*Yönerge A:*
Yolculuk notlarına göre araç, gidiş ve dönüşte toplam kaç kilometre yol yapmıştır?
*Yönerge B:*
Yolculuk notlarını son cümleden sonrasını yazarak sürdürün.

*Alıntı Metin:*
——

Unesco tarafından korunmaya alınmış miras listesinde olan mekanı görüyoruz. Akşam yemeklerini yiyip namazları ifa ettikten sonra hocamızı ve eşini Asenovgrad bırakıyoruz. Yatsı namazlarını kıldıktan sonra Kapıkuleye doğru yola revan oluyoruz.
Foto 56 : Bulgaristan Filibe’de Unesco tarafından korumaya alınan yer.
7- KAPIKULE – ANKARA
Kapıkule sınır kapısına geldiğimizde saatimiz 2.00 gibi idi. Gurbetçilerimiz Avrupa’dan tatil ayı nedeniyle geliş zamanı olduğundan 7-8 saat kadar Kapıkulede bekleyenlerin olduğunu duyuyor idik. Allaha şükür o saatte geldiğimizde öyle fazla kalabalık yoktu. İlk gümrüğü 20 dakika civarı, ikincisi gümrüğü 15 dakika civarı bekledikten sonra çok rahat bir şekilde geçtik.
Artık Türkiye’de Edirne’de idik. Sabah namazımızı Edirne Selimiye’de kılalım diye düşündük. Lakin Ankara’ya yolumuzun uzun olması nedeniyle, diğer aile üyeleri devam edelim şeklinde görüş belirtmesi üzerine yola revan olduk. İstanbul’a geldiğimizde sabah namazı vakti girmişti. Otobanda yol kenarında restoranda namaz molası vermiştik. Namazı kıldıktan sonra aracın içinde bir saat kadar şekerleme yaptık. Sonra mescitte bir şekerleme yapalım dedik ve şekerlemeyi yapınca uykunun ağırlığını almış olduk. Zira uykusuzluk ile inatlaşmak asla doğru olmazdı. Restoranda çorba ve çaylarımızı içerek devam ettik.
Foto 57 : Ankara Çamlıdere Şeyh Ali Semerkandi Camii.
Ankara’ya yaklaştığımızda Çamlıdere Aluçdağı yaylasında dünürlerimiz bizleri davet etmişti. Çamlıdere Aluç yaylasında gün içiresinde yaptığımız piknik akabinde Şeyh Ali Semerkandi Camiinde akşam ve yatsı namazlarını kılarak Ankara Keçiören’deki evimize geldiğimizde saatimiz 23.30’u aracımızın gidiş geliş 3.496 km yol yaptığımızı gösteriyordu.
Foto 58 : Aracımızın 3.496 KM lik yol mesafesi
SONUÇ OLARAK;
Hac vazifesini eşimle birlikte yapmak için geçtiğimiz yıl, 14 sene hac sırası beklemiştik. Elhamdülillah yedeklerden hac kurası çıkması üzerine 18 Haziran – 23 Temmuz 2023 tarihleri arasında mukaddes beldeler olan ve bir zamanlar Osmanlı ecdat yadigarı Hicaz topraklarına Mekke ve Medine’ye gitmiştik. Üzerimize farz olan hac yolculuğumuz 35 gün sürmüştü. Hac yolculuğumuzun seyahat notlarını gezi notları şeklinde geçtiğimiz aylarda yayınlayarak sizlerle paylaşmıştık.

——

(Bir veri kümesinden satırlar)
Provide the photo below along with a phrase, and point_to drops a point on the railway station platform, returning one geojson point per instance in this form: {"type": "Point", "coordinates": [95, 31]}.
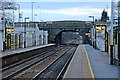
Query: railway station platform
{"type": "Point", "coordinates": [20, 50]}
{"type": "Point", "coordinates": [90, 63]}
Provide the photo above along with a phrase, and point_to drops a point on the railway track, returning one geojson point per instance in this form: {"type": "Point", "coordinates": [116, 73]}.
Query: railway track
{"type": "Point", "coordinates": [57, 68]}
{"type": "Point", "coordinates": [12, 70]}
{"type": "Point", "coordinates": [46, 63]}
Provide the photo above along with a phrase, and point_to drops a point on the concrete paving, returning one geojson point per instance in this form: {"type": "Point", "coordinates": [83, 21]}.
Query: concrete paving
{"type": "Point", "coordinates": [100, 64]}
{"type": "Point", "coordinates": [79, 66]}
{"type": "Point", "coordinates": [95, 66]}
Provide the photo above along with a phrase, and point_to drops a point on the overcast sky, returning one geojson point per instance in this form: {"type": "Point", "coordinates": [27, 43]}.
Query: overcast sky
{"type": "Point", "coordinates": [52, 11]}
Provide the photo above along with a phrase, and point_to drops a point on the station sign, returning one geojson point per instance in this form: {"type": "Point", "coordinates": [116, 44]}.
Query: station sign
{"type": "Point", "coordinates": [100, 27]}
{"type": "Point", "coordinates": [9, 29]}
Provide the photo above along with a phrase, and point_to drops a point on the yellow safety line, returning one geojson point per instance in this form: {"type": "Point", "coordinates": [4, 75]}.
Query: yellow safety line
{"type": "Point", "coordinates": [91, 71]}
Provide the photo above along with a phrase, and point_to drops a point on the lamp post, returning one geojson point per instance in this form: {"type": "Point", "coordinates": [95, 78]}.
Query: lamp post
{"type": "Point", "coordinates": [25, 32]}
{"type": "Point", "coordinates": [40, 12]}
{"type": "Point", "coordinates": [32, 11]}
{"type": "Point", "coordinates": [119, 33]}
{"type": "Point", "coordinates": [18, 12]}
{"type": "Point", "coordinates": [94, 33]}
{"type": "Point", "coordinates": [34, 16]}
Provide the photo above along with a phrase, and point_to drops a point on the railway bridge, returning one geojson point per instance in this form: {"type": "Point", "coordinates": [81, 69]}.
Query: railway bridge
{"type": "Point", "coordinates": [55, 29]}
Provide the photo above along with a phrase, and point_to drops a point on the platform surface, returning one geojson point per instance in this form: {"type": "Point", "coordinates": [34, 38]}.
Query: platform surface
{"type": "Point", "coordinates": [17, 51]}
{"type": "Point", "coordinates": [99, 62]}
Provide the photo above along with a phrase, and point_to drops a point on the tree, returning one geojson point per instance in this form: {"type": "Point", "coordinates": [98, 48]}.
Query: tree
{"type": "Point", "coordinates": [104, 16]}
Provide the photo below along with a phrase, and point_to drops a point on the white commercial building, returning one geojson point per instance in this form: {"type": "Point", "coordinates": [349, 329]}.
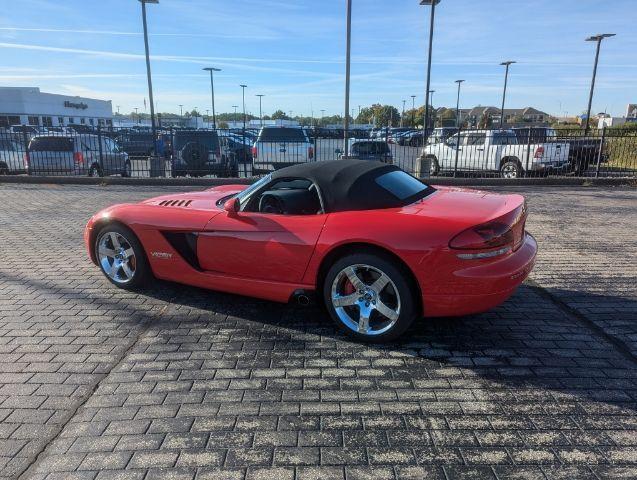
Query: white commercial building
{"type": "Point", "coordinates": [30, 106]}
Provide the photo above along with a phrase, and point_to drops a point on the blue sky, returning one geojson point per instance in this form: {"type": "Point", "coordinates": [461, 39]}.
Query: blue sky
{"type": "Point", "coordinates": [293, 52]}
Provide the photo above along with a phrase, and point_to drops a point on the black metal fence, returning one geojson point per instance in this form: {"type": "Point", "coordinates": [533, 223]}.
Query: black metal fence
{"type": "Point", "coordinates": [237, 153]}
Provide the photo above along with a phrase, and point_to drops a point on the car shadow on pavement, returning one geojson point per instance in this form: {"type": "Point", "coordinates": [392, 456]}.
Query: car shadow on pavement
{"type": "Point", "coordinates": [529, 345]}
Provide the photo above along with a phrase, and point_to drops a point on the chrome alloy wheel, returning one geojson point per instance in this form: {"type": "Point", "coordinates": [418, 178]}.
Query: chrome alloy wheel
{"type": "Point", "coordinates": [365, 299]}
{"type": "Point", "coordinates": [510, 171]}
{"type": "Point", "coordinates": [117, 257]}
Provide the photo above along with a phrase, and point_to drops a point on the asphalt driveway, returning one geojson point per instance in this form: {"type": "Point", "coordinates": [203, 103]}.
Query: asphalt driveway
{"type": "Point", "coordinates": [177, 382]}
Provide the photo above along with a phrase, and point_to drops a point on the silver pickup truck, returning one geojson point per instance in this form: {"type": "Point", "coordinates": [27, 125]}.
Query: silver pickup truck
{"type": "Point", "coordinates": [496, 151]}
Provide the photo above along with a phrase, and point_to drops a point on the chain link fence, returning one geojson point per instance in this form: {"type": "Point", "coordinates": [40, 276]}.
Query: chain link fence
{"type": "Point", "coordinates": [514, 153]}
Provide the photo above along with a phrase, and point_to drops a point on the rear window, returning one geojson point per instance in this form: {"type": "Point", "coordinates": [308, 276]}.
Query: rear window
{"type": "Point", "coordinates": [208, 139]}
{"type": "Point", "coordinates": [292, 135]}
{"type": "Point", "coordinates": [7, 145]}
{"type": "Point", "coordinates": [401, 185]}
{"type": "Point", "coordinates": [51, 144]}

——

*Yanıt A:*
3.496 km.

*Yanıt B:*
Bu sene yine 15-28 Temmuz 2024 günleri, Balkanlarda Osmanlı Şehirleri seyahati yapalım istedik. Edirne İpsala’dan giriş yaparak Dedeağaç, Gümülcine, İskece, Kavala, Selanik, Manastır, Ohrid, Struga, Gostivar, Üsküp, Kosova, Priştina, Prizzen, Kalkandelen(Tetevo), Sofya, Asenovgrad, Filibeyi Osmanlı şehirlerini yerinde görmek, incelemek, tarihi olay ve hadiseleri anlamaya çalışmak istedik. Günümüze ışık tutması cihetiyle en önce şahsımın ve ailemin azami derecede istifade ettiğimizi sizlere söyleyebilirim.
Kendi aracımız ile Ankara’da ki evimize döndüğümüzde, 3.496 km yol yaparak, 3 kişilik bir aile ile kişi başı 270 euro gibi sembolik bir rakama tekabül eden bu meblağın, kazanımlarımızın yanında kıymeti harbiyesinin olmadığını ifade etmek istiyorum. 5 kişi olarak bu seyahatte bana eşlik eden hac arkadaşımın ailesi de kişi başı yaklaşık 300 euro harcaması ile, son derece memnuniyetlerini ifade etmesi, ayrıca başka bir güzellikti.
Bu seyahat ile Balkanlarda, iki ailenin üyeleri olarak, birçok insanları tanıdık. Dostluklarımızın devamı için iletişim bilgilerimizi birbirimize verdik. Balkanlardaki kardeşlerimizin hayatlarını yakından tanıma fırsatı bulduk. Onların dertleri ile dertlendik. Sevinçleri ile neşelendik. Dertleri ve problemlerin çözülmesi için fiili ve kalbi dua ettik. Ankara’ya gelip yorgunluğumuzu attıktan sonra iyi ki de Balkan şehirlerine gitmişiz diyerek bu seyahatten aldığımız lezzeti yaşıyorduk.
Demem o ki, yeşil pasaportu olan herkesin ilk fırsatta böyle bir seyahati gerçekleştirmiş olmaları önem arz etmektedir. Türkiye’nin gelecekteki tarihi vizyonu, misyonu açısından hepimize ayrı bir değer katacağından emin olabilirsiniz.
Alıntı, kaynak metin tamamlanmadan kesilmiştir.